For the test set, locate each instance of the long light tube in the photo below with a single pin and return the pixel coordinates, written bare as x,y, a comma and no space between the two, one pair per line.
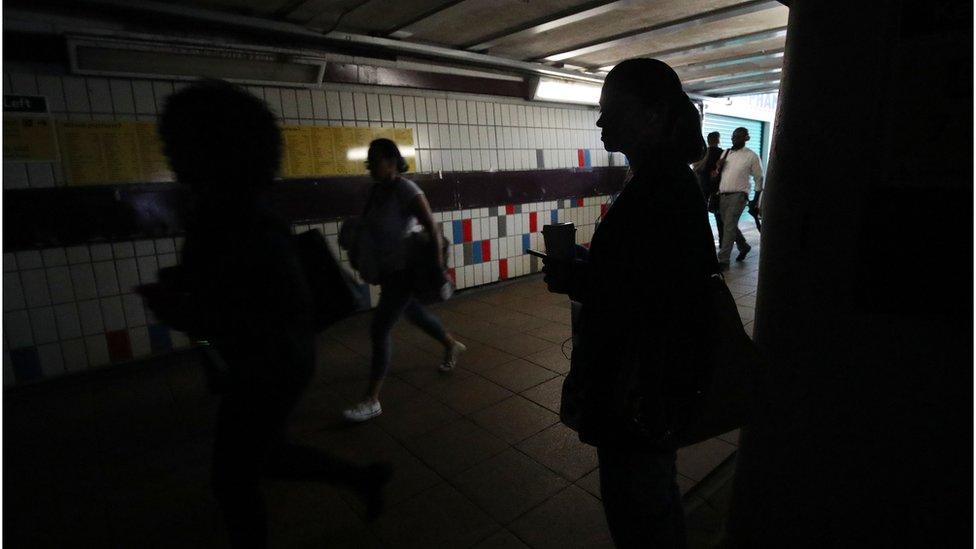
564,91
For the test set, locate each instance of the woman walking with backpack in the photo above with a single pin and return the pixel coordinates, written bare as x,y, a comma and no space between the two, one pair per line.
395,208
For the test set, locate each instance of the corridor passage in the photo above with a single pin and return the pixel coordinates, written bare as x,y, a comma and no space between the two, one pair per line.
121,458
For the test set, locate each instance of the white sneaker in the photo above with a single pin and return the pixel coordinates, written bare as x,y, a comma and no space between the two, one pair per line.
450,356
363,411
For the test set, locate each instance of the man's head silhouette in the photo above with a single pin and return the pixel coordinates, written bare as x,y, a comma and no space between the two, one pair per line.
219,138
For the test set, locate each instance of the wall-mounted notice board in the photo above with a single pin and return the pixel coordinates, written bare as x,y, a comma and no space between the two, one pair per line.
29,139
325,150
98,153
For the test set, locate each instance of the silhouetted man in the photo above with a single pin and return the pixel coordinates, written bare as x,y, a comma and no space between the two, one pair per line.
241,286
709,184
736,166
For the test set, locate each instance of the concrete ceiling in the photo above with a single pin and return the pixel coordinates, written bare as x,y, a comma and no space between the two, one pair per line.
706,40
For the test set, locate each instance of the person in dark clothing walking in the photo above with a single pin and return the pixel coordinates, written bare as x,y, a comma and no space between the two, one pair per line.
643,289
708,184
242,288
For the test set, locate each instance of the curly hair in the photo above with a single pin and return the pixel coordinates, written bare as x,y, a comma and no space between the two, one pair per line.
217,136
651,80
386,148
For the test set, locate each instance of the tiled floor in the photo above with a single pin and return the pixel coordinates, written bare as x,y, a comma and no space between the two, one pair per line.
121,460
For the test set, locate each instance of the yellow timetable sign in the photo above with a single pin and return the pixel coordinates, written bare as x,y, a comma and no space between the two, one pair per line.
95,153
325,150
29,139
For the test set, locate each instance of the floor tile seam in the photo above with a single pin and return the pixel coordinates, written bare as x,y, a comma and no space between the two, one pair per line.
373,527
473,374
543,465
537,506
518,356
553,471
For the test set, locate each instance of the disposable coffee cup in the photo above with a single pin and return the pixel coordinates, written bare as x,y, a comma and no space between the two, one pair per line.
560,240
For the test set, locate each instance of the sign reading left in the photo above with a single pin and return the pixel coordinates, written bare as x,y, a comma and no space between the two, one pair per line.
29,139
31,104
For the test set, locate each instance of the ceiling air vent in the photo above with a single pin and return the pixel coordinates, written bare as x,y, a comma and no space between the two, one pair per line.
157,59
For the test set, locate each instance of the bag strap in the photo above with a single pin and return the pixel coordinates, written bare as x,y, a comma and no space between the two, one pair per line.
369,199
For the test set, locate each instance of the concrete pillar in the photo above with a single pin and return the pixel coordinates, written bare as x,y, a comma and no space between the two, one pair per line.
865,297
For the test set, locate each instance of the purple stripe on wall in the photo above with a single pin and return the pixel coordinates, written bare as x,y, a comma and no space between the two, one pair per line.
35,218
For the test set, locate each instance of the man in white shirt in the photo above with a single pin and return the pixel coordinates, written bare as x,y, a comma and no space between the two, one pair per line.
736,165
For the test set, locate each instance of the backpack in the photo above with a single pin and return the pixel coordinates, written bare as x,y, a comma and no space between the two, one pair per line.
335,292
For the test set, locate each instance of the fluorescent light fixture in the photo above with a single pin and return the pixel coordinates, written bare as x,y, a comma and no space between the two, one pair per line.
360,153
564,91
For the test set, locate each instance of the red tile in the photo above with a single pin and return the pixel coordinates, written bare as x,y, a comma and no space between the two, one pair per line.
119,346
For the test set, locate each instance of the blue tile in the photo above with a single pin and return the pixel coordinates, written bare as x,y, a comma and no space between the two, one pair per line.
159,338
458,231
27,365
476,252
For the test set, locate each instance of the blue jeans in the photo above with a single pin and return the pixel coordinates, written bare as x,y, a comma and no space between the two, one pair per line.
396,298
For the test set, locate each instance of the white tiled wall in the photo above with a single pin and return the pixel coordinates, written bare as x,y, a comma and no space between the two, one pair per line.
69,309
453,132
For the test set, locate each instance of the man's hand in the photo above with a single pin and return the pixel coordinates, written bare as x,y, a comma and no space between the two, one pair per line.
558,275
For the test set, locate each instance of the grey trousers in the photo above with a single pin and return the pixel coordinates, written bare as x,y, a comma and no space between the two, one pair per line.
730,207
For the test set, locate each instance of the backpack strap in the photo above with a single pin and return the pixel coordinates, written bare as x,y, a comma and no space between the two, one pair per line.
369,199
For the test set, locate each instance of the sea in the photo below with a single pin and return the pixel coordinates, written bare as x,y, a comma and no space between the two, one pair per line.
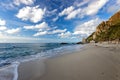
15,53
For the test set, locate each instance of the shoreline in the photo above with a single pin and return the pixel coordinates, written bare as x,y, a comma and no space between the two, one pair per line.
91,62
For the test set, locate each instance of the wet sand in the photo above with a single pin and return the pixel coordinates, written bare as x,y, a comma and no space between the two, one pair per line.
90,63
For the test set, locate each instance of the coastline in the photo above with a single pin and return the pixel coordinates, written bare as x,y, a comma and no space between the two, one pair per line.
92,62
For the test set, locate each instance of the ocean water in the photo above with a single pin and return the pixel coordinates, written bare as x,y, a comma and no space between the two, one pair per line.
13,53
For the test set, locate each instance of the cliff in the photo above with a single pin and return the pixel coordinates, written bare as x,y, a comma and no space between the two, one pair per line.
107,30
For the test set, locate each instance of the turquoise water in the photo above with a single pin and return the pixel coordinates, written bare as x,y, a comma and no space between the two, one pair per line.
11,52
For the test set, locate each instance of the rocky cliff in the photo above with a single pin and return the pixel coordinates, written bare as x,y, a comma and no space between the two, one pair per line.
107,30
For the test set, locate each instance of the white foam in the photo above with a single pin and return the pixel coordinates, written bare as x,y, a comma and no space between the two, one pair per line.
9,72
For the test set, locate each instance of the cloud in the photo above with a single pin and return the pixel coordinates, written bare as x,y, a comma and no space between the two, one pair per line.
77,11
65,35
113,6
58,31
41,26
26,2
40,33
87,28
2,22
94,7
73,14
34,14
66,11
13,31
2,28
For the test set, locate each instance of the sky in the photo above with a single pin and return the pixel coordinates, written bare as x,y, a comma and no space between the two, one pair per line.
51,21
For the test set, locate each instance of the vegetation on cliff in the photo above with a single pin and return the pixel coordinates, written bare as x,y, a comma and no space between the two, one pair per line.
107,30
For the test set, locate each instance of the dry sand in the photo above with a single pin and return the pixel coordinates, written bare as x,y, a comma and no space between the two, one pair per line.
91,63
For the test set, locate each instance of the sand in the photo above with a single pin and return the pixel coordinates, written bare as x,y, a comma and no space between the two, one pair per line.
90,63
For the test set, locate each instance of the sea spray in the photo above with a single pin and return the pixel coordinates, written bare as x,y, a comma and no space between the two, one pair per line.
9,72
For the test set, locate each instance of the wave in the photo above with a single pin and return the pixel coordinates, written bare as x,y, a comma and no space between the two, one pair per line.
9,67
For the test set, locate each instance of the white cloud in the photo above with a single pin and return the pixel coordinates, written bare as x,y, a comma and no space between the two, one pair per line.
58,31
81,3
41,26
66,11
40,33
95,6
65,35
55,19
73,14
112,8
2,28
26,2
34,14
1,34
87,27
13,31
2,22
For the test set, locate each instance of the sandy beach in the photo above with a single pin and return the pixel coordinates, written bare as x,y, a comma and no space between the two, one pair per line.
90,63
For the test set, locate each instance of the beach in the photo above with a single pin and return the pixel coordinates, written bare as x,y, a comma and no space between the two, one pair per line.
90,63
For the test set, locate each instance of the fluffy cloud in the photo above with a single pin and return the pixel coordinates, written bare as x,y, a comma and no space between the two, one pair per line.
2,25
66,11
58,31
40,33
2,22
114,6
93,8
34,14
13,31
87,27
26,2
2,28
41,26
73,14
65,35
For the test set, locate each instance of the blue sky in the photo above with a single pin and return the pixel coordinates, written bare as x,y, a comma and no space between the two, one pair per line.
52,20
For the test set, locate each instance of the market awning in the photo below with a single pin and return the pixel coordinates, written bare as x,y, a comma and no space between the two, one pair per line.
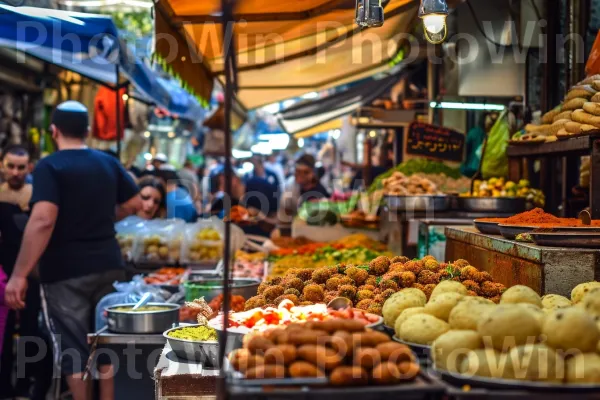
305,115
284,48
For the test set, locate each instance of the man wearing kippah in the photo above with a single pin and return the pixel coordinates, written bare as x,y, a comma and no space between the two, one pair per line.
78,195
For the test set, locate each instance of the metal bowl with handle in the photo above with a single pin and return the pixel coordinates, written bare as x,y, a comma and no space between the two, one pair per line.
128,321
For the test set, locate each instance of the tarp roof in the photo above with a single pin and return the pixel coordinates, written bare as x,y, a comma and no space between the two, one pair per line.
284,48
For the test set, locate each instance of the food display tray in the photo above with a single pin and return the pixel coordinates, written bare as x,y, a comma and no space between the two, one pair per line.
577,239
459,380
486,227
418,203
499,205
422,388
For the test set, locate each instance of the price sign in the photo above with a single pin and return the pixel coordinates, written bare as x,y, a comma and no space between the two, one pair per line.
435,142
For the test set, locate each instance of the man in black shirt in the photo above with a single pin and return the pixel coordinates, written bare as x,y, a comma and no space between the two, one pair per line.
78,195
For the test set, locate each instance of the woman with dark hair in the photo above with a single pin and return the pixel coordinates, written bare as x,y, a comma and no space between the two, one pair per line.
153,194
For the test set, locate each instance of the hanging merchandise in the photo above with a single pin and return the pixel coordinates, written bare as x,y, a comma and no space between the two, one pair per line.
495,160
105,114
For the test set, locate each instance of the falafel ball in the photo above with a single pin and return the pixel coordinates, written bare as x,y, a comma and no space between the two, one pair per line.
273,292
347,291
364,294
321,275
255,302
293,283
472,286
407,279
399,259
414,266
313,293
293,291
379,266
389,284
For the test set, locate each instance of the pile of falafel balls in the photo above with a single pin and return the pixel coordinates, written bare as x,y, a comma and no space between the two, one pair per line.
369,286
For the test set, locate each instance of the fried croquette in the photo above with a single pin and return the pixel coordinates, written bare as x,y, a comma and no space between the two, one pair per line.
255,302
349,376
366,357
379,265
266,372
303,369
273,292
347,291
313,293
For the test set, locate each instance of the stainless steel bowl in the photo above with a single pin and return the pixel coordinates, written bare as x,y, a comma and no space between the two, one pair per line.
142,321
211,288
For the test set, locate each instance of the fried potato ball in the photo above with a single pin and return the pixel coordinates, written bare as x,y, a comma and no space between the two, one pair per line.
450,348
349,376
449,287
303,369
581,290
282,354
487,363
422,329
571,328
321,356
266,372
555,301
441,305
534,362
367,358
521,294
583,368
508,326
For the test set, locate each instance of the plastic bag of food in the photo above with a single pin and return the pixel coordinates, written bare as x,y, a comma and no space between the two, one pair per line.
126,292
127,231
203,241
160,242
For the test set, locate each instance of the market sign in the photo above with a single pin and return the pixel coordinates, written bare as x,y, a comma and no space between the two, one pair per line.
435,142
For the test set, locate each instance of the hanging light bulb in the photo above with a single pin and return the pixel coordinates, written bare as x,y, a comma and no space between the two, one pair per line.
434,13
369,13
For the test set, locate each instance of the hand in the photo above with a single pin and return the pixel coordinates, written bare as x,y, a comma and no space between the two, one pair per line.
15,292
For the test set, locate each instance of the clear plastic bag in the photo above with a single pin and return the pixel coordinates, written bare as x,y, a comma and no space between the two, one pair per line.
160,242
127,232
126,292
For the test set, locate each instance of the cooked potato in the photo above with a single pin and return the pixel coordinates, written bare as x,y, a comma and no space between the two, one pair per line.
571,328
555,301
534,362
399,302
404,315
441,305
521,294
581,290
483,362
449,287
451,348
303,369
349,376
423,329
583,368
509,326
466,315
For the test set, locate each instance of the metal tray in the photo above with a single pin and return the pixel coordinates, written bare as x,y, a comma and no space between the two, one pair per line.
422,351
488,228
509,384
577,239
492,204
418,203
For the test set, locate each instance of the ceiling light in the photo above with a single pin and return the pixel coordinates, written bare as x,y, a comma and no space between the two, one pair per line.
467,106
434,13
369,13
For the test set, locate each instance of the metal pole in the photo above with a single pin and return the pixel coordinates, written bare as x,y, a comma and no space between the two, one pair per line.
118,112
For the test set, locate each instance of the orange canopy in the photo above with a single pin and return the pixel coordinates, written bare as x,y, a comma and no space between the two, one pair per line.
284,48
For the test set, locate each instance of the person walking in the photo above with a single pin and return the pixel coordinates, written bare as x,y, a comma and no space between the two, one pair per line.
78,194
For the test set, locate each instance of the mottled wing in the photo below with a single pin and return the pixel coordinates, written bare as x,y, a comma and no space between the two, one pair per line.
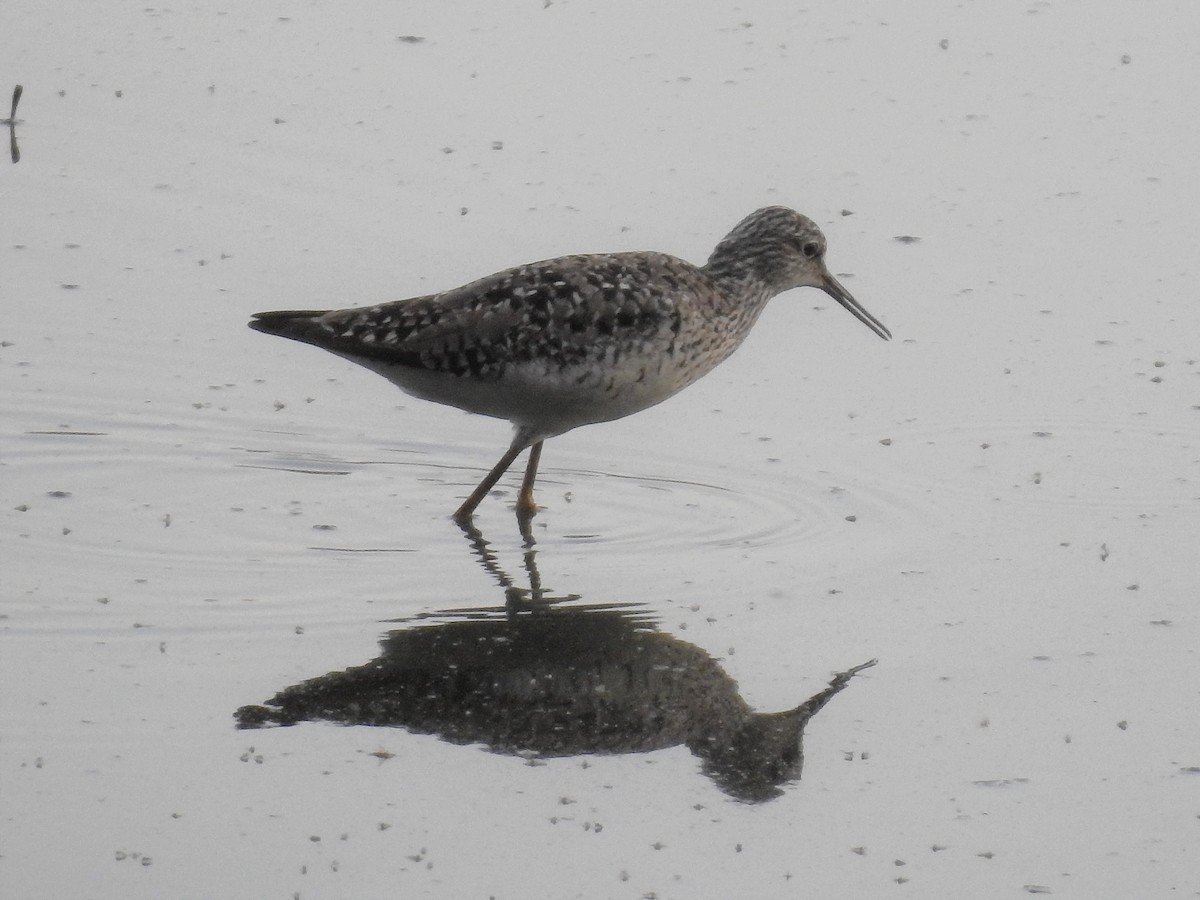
_ _ _
Exercise objective - Please leave out the pictures while you copy exactly the lines from the one containing "For the test set, locate each instance of the ceiling light" through the end of the records.

Task result -
For the test set, locate each instance of the ceiling light in the photo above with a single pin and return the pixel coordinates, written bare as x,y, a comma and no space between the two, one pair per line.
467,106
434,13
369,13
For the test set, locate each instance of the metal pole in the photo above with a single pin and return the pixel coordinates, written bare as x,y, a comma and no space between the two, one pair per line.
118,112
For the test set, locate each instance of the orange canopy in the photo above with a single pin and return the pixel coordinates, written bare as x,y, a comma and no space between the two, one pair per line.
284,48
For the test set, locate each instance of the person walking in the photo above with a single pin and return the pixel coordinates, written bare as x,y, a comma and no space between the two, one pair per line.
78,194
For the test set, locate each instance of the mottled wing in the photo below with a single pin and return the pixel coordinates, written bare as x,y, a comma and no space between the two, one pair per line.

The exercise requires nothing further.